**Required action 1**
In the UV safety article below, why does taking frequent breaks from sunbathing fail to reduce skin damage? Answer in one to three sentences.
**Required action 2**
Answer these questions from the UV safety article below.
(a) At minimum, what percentage of UVA and UVB rays should sunglasses filter?
(b) How deep can the body be under water and still have UV rays reach the skin?
(c) Which three things can UV rays penetrate?
**Required action 3**
Write the next part of the UV safety article below, starting after its final sentence.

**Selected extract**
Clear Up Some Common Misconceptions

Summer has arrived and while the sun is shining bright it's a golden time to highlight July as UV Safety Awareness Month! Yes, we all love to take in those warm summer rays and probably most of us are well aware of how bad too much sun exposure is for skin and eyes.

It can cause skin damage and make you look older faster.

Read on to clear up the most common misconceptions about UV rays and sunscreens and find out how you can protect yourself - while being able to enjoy what summer has to offer.

1 - False: Wearing darker sunglasses offer more protection

The color or darkness of your sunglasses has nothing to do with its ability to filter out UV rays. You can wear glasses with very dark tint but, without adequate protection, it can still allow excessive UV rays to get into your eyes. For your eyes’ safety, choose a pair of sunglasses that can filter at least 98% of UVA and UVB rays. 

Purchase lenses that have UV coating or buy polycarbonate lenses with built-in UV coverage. Photo-chromatic lenses make a good choice, too. This type of lens transitions from clear to dark once exposed to UV rays.

2 - False: You can’t get sunburn while you are in the water

Water can indeed provide protection against UV rays but it’s only minimal. In fact, if you submerge your body half a meter deep under the water, UV rays can still reach your skin. The part of your body that is above water is also exposed to more intense radiation because of the water’s reflection.

3 - False: You can sunbathe as much as you want so long as you have sunscreen on

Sunscreen lotion isn’t meant to increase the hours you can spend under the sun. It’s supposed to give you added protection during those times you can’t stay away from the sun. And even if you take frequent breaks from sunbathing, it won’t really affect the damage your skin will get. Radiation exposure tends to be cumulative. If you want to lessen the harmful effects of the sun, reduce your exposure.

4 - False: A cloudy day can save you from getting sunburn

Even if it’s a cloudy day, do not put your skin’s health at risk. UV rays can penetrate clouds, fog and mist. At certain times, the rays can even be magnified by reflecting off the sides of clouds. Don’t feel safe just because you can’t see the sun.

**Data provided**
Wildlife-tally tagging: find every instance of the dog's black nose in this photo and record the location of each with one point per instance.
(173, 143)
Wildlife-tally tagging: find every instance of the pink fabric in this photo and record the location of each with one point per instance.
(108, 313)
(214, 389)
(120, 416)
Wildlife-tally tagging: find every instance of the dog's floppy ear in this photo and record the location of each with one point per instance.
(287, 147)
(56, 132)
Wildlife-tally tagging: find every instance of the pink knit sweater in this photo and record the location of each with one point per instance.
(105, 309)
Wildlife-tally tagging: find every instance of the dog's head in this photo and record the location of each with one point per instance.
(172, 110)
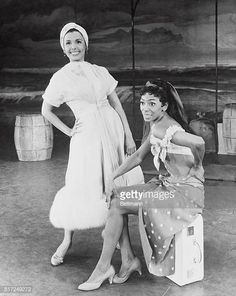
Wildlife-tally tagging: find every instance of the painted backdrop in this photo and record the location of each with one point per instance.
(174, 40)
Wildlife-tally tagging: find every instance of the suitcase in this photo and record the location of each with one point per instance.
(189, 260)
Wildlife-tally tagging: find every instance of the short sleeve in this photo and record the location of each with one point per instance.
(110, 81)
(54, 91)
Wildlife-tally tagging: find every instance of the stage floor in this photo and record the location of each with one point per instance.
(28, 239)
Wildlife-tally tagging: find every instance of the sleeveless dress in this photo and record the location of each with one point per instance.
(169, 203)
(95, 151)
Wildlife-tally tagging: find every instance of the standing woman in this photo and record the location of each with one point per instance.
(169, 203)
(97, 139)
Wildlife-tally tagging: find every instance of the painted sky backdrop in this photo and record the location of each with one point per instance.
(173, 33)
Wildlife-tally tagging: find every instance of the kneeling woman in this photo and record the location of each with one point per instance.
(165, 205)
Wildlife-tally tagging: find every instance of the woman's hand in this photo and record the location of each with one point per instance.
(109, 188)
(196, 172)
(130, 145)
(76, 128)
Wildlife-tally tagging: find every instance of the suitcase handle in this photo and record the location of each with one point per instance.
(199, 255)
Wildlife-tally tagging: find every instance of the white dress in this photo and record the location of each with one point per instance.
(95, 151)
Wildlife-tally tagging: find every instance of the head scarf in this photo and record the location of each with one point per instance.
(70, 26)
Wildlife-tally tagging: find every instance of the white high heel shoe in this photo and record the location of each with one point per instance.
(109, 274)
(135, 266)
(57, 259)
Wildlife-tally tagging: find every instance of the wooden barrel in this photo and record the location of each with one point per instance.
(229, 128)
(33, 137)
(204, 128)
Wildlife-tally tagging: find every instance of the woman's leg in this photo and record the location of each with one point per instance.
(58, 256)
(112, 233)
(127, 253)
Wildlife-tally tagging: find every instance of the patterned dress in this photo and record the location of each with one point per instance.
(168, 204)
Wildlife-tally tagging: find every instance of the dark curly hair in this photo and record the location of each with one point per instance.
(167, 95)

**Answer section 1**
Breaks make little difference because radiation exposure tends to be cumulative. The article's advice is to cut down on exposure itself.

**Answer section 2**
(a) At least 98%.
(b) Half a meter.
(c) Clouds, fog and mist.

**Answer section 3**
5 - False: All sunscreen lotions are the same

There are two types of UV rays. UVA rays are what can penetrate your skin’s deeper layers. They are responsible for premature skin aging, wrinkling and lower immune system. UVB rays, on the other hand, are the usual culprits behind sunburn. Much like how UV rays differ, not all sunscreens are the same. In essence, you can’t rely on a product that’s meant to protect you against UVA to defend you from UVB rays, too. For your optimum protection, pick a sunscreen that can provide broad spectrum protection.

6 - False: You should only avoid sun exposure at noon

The sun’s UV radiation is at its strongest between 10 am to 4 pm. During these hours, it’s best to avoid direct sun exposure. If going out is inevitable, use an umbrella or walk under the shade to reduce exposure.

7 - False: You don’t have to reapply your sunscreen

Most sunscreens can last for about two hours on the skin. At times, sunscreens may not even last that long. As your skin uses up the ingredients, your protection against the sun decreases. In addition to that, swimming, sweating and getting wet can also make your sunscreen wear off faster. If you know you’ll be exposed to these conditions, make sure to reapply your sunscreen every two hours and wait for it to soak into your skin before diving into the water again.

8 - False: Getting a higher SPF will give you better protection

Generally speaking, a sunscreen with SPF 30 can be enough to block out 96% of UVB rays. That is, if it’s applied properly and in the right amount. A sunscreen with a higher SPF will only give you very little difference. SPF 50, for example, can block out 98% of UV rays while SPF 75 can provide 99% protection. There’s no sunscreen that can block out 100% UV rays.

Such Vitamins as Vitamin C and Vitamin E are antioxidants and can help counteract oxidation damages caused by sunlight, while Beta-Carotene may contribute to boost skin’s natural defence. Make sure you get enough of these vitamins for some beneficial effects on the skin, trying to reduce the likelihood of sunburn irritation that occurs following prolonged exposure to sun.

What about Vitamin D? It’s true, your body needs Vitamin D and one significant source of Vitamin D comes from the sun – but, spending too much time in the sun is harmful for your skin. Fortunately, there are Vitamin D supplements that can get you what you need.

* Vitamin C and E contribute to the protection of cells from oxidative stress.

* Vitamin A contributes to the maintenance of normal skin.